Tasks to perform:
1. According to the passage on Deinococcus radiodurans, how many Grays of radiation can kill a human being?
2. Continue the passage on Deinococcus radiodurans from where it stops.

There is a type of bacteria named Deinococcus radiodurans (Latin for “terrific berry that withstands radiation”) that is very resistant to damage by ionizing radiation. It is known as an extremophilic bacterium meaning that it is very tough. In addition to being able to withstand radiation it can also survive dehydration, extremely low temperatures, some acids and even vacuum. This classifies it as a polyextrmophile or a bacterium that can survive a number of different things that kill most other bacteria.. Radiodurans is a specific species within the genus Deinococcus which also contains other radiation resistant species of bacteria.
”Grays” are units of measurement for the absorption of energy associated with radiation. One Gray is equivalent to the absorption of one joule of energy by one kilogram of matter. One joule is the amount of work necessary to generate one watt of electrical energy for one second. The Gray is often used to measure energy absorption by human tissue. Five to ten Grays can kill a human being. Two thousand Grays can sterilize a culture of Escherichia coli also known as E. coli which is found in human intestines and can sometimes cause food poisoning. Ten thousand Grays can kill any bacteria other than Deinococcus radiodurans.
Scientists have been studying Deinococcus radiodurans since its discovery in 1956 trying to find out how it survives huge doses of radiation. At first it was thought that they had special repair enzymes that were much more resistant to the damage that radiation causes to DNA in all living creatures. They were thought to have special repair processes that could rapidly repair radiation damage to segments of both single strand and double stranded DNA. Ongoing research has come to question this DNA repair hypothesis.

Excerpted records:
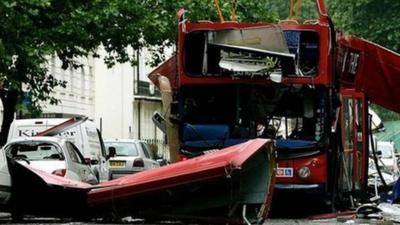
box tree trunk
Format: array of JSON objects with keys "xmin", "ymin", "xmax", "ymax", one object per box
[{"xmin": 0, "ymin": 89, "xmax": 18, "ymax": 146}]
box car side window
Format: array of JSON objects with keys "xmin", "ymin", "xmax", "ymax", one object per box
[
  {"xmin": 66, "ymin": 142, "xmax": 85, "ymax": 164},
  {"xmin": 140, "ymin": 142, "xmax": 152, "ymax": 159}
]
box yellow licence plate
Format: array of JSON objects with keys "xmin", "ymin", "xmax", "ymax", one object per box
[{"xmin": 110, "ymin": 161, "xmax": 126, "ymax": 168}]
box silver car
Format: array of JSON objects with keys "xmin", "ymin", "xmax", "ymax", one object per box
[
  {"xmin": 104, "ymin": 139, "xmax": 160, "ymax": 179},
  {"xmin": 4, "ymin": 137, "xmax": 98, "ymax": 184}
]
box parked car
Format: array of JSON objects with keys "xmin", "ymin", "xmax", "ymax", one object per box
[
  {"xmin": 4, "ymin": 137, "xmax": 98, "ymax": 184},
  {"xmin": 104, "ymin": 139, "xmax": 160, "ymax": 179},
  {"xmin": 7, "ymin": 117, "xmax": 109, "ymax": 181}
]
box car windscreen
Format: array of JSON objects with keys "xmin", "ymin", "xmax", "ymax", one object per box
[
  {"xmin": 6, "ymin": 141, "xmax": 64, "ymax": 161},
  {"xmin": 104, "ymin": 142, "xmax": 139, "ymax": 156}
]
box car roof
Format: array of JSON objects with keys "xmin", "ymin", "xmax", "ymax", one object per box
[
  {"xmin": 7, "ymin": 136, "xmax": 67, "ymax": 144},
  {"xmin": 104, "ymin": 138, "xmax": 145, "ymax": 143}
]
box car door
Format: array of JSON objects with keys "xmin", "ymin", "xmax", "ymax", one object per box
[
  {"xmin": 140, "ymin": 142, "xmax": 160, "ymax": 169},
  {"xmin": 66, "ymin": 142, "xmax": 97, "ymax": 183}
]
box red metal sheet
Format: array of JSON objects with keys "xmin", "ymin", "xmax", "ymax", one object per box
[
  {"xmin": 337, "ymin": 36, "xmax": 400, "ymax": 112},
  {"xmin": 88, "ymin": 139, "xmax": 276, "ymax": 224},
  {"xmin": 88, "ymin": 139, "xmax": 268, "ymax": 204}
]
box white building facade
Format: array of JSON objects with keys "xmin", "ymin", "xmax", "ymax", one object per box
[{"xmin": 38, "ymin": 51, "xmax": 165, "ymax": 154}]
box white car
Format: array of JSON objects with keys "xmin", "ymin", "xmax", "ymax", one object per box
[
  {"xmin": 4, "ymin": 137, "xmax": 98, "ymax": 184},
  {"xmin": 104, "ymin": 139, "xmax": 160, "ymax": 179}
]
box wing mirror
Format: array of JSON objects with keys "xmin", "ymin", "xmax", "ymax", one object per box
[{"xmin": 107, "ymin": 146, "xmax": 117, "ymax": 159}]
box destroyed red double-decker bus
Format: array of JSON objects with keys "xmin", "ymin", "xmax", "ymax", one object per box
[{"xmin": 149, "ymin": 0, "xmax": 399, "ymax": 208}]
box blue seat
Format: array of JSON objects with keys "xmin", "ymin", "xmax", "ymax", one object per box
[{"xmin": 276, "ymin": 139, "xmax": 317, "ymax": 149}]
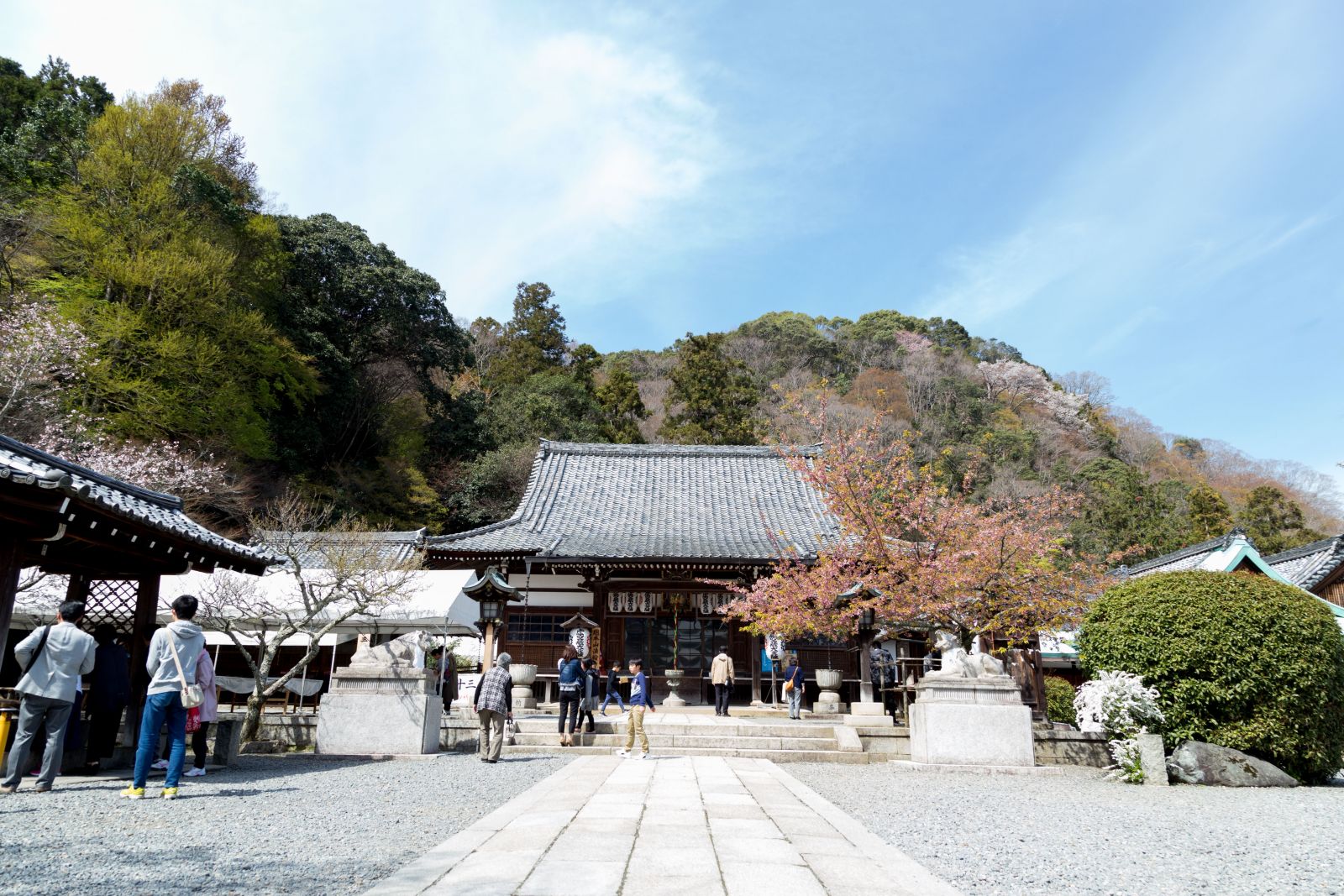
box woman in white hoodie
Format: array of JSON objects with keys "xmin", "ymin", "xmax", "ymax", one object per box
[
  {"xmin": 150, "ymin": 650, "xmax": 219, "ymax": 778},
  {"xmin": 121, "ymin": 594, "xmax": 206, "ymax": 799}
]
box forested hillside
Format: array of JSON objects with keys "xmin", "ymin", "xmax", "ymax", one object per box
[{"xmin": 0, "ymin": 59, "xmax": 1341, "ymax": 558}]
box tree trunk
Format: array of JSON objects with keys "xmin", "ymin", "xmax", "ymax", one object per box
[{"xmin": 239, "ymin": 689, "xmax": 266, "ymax": 743}]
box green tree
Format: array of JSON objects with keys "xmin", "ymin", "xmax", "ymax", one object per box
[
  {"xmin": 1236, "ymin": 485, "xmax": 1321, "ymax": 553},
  {"xmin": 1185, "ymin": 482, "xmax": 1232, "ymax": 542},
  {"xmin": 269, "ymin": 213, "xmax": 473, "ymax": 469},
  {"xmin": 734, "ymin": 312, "xmax": 845, "ymax": 380},
  {"xmin": 596, "ymin": 361, "xmax": 649, "ymax": 445},
  {"xmin": 659, "ymin": 333, "xmax": 761, "ymax": 445},
  {"xmin": 569, "ymin": 343, "xmax": 602, "ymax": 392},
  {"xmin": 486, "ymin": 284, "xmax": 566, "ymax": 385},
  {"xmin": 1078, "ymin": 571, "xmax": 1344, "ymax": 783},
  {"xmin": 0, "ymin": 58, "xmax": 112, "ymax": 307},
  {"xmin": 36, "ymin": 82, "xmax": 316, "ymax": 458},
  {"xmin": 1074, "ymin": 458, "xmax": 1189, "ymax": 563},
  {"xmin": 481, "ymin": 371, "xmax": 602, "ymax": 450}
]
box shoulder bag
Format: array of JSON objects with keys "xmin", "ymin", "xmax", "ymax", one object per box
[
  {"xmin": 23, "ymin": 626, "xmax": 51, "ymax": 674},
  {"xmin": 168, "ymin": 631, "xmax": 206, "ymax": 710}
]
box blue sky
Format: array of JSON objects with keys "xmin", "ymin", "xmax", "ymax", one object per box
[{"xmin": 0, "ymin": 0, "xmax": 1344, "ymax": 483}]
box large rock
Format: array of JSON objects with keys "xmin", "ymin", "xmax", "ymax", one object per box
[{"xmin": 1167, "ymin": 740, "xmax": 1297, "ymax": 787}]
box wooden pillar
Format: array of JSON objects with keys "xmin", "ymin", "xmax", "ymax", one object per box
[
  {"xmin": 858, "ymin": 630, "xmax": 874, "ymax": 703},
  {"xmin": 750, "ymin": 634, "xmax": 764, "ymax": 705},
  {"xmin": 481, "ymin": 622, "xmax": 495, "ymax": 673},
  {"xmin": 126, "ymin": 575, "xmax": 159, "ymax": 744},
  {"xmin": 0, "ymin": 538, "xmax": 23, "ymax": 663}
]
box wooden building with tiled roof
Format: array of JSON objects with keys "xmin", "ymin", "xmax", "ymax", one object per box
[
  {"xmin": 425, "ymin": 441, "xmax": 852, "ymax": 700},
  {"xmin": 1265, "ymin": 535, "xmax": 1344, "ymax": 605}
]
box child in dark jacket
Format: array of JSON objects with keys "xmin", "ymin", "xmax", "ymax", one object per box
[
  {"xmin": 580, "ymin": 659, "xmax": 602, "ymax": 733},
  {"xmin": 601, "ymin": 659, "xmax": 625, "ymax": 716}
]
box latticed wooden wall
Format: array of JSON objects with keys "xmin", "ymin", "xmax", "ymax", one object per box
[{"xmin": 83, "ymin": 579, "xmax": 139, "ymax": 636}]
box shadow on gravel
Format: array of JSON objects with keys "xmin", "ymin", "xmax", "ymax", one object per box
[{"xmin": 209, "ymin": 787, "xmax": 298, "ymax": 799}]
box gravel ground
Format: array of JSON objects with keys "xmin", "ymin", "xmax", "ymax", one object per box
[
  {"xmin": 0, "ymin": 753, "xmax": 567, "ymax": 896},
  {"xmin": 785, "ymin": 764, "xmax": 1344, "ymax": 896}
]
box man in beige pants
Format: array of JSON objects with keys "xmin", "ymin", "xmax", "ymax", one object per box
[
  {"xmin": 472, "ymin": 652, "xmax": 513, "ymax": 763},
  {"xmin": 617, "ymin": 659, "xmax": 657, "ymax": 759}
]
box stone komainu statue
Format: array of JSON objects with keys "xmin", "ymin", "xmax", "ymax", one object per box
[
  {"xmin": 925, "ymin": 629, "xmax": 1008, "ymax": 679},
  {"xmin": 349, "ymin": 631, "xmax": 437, "ymax": 668}
]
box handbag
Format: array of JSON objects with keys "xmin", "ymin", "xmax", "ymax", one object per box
[
  {"xmin": 23, "ymin": 626, "xmax": 51, "ymax": 674},
  {"xmin": 168, "ymin": 631, "xmax": 206, "ymax": 710}
]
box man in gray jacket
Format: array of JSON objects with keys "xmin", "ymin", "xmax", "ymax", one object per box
[
  {"xmin": 0, "ymin": 600, "xmax": 97, "ymax": 794},
  {"xmin": 121, "ymin": 594, "xmax": 206, "ymax": 799}
]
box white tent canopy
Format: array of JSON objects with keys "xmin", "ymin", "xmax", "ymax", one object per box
[{"xmin": 13, "ymin": 569, "xmax": 479, "ymax": 646}]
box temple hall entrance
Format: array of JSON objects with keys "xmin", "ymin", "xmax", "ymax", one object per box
[{"xmin": 623, "ymin": 616, "xmax": 728, "ymax": 679}]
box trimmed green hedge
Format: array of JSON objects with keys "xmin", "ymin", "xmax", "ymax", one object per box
[
  {"xmin": 1078, "ymin": 572, "xmax": 1344, "ymax": 783},
  {"xmin": 1046, "ymin": 676, "xmax": 1078, "ymax": 723}
]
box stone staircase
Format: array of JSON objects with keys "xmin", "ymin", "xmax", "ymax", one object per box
[{"xmin": 504, "ymin": 716, "xmax": 869, "ymax": 764}]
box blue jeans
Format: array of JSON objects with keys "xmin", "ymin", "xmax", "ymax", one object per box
[
  {"xmin": 134, "ymin": 690, "xmax": 186, "ymax": 787},
  {"xmin": 789, "ymin": 681, "xmax": 802, "ymax": 719}
]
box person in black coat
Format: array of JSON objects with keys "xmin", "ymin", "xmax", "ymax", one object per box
[
  {"xmin": 85, "ymin": 622, "xmax": 130, "ymax": 771},
  {"xmin": 580, "ymin": 659, "xmax": 602, "ymax": 733},
  {"xmin": 601, "ymin": 659, "xmax": 625, "ymax": 716}
]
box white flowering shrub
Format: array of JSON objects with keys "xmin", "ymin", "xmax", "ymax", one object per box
[
  {"xmin": 1074, "ymin": 672, "xmax": 1165, "ymax": 784},
  {"xmin": 1074, "ymin": 672, "xmax": 1164, "ymax": 737},
  {"xmin": 1106, "ymin": 737, "xmax": 1144, "ymax": 784}
]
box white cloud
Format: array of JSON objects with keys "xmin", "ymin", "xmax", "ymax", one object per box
[{"xmin": 922, "ymin": 4, "xmax": 1339, "ymax": 352}]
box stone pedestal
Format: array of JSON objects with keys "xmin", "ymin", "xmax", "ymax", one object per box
[
  {"xmin": 663, "ymin": 669, "xmax": 685, "ymax": 710},
  {"xmin": 508, "ymin": 663, "xmax": 536, "ymax": 712},
  {"xmin": 811, "ymin": 669, "xmax": 842, "ymax": 713},
  {"xmin": 318, "ymin": 666, "xmax": 444, "ymax": 757},
  {"xmin": 844, "ymin": 703, "xmax": 896, "ymax": 728},
  {"xmin": 1134, "ymin": 735, "xmax": 1171, "ymax": 787},
  {"xmin": 910, "ymin": 677, "xmax": 1037, "ymax": 767}
]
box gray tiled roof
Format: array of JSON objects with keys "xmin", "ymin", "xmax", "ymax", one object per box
[
  {"xmin": 1265, "ymin": 535, "xmax": 1344, "ymax": 591},
  {"xmin": 0, "ymin": 435, "xmax": 274, "ymax": 567},
  {"xmin": 425, "ymin": 441, "xmax": 838, "ymax": 560},
  {"xmin": 1116, "ymin": 531, "xmax": 1241, "ymax": 576}
]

Outputs by task:
1. Five to ten Grays.

2.
It now appears that the unique ability of radiodurans to resist radiation damage may lie in its ability minimize protein damage by radiation. While DNA damage caused by radiation seems to be very similar in all living organisms, protein damage is much more variable. The key feature of radiation resistance seems to be high concentrations of an orthophosphate complex of manganese. Cells susceptible to radiation damage suffer oxidation of their proteins which causes cell death. Radiodurans utilizes the high levels of the manganese compound to protect cellular protein against oxidation.
Researchers have been able to prepare extracts of the manganese peptide complexes from radiodurans as a vaccine. Tests have shown that cells treated with the radiodurans compound have been able to withstand doses of radiation which would kill their untreated counterparts. This vaccine approach has been used to protect mice from radiation exposure by boosting immune system functioning and defend cellular proteins. This treatment can also protect the mice against infectious bacteria and viruses. The vaccine can be easily and rapidly prepared in large batches.
Given the current concern with radiation exposure from nuclear accidents and bombs as well as the threat of bioterrorism, the development of a human vaccine from radiodurans in seen a very promising possibility.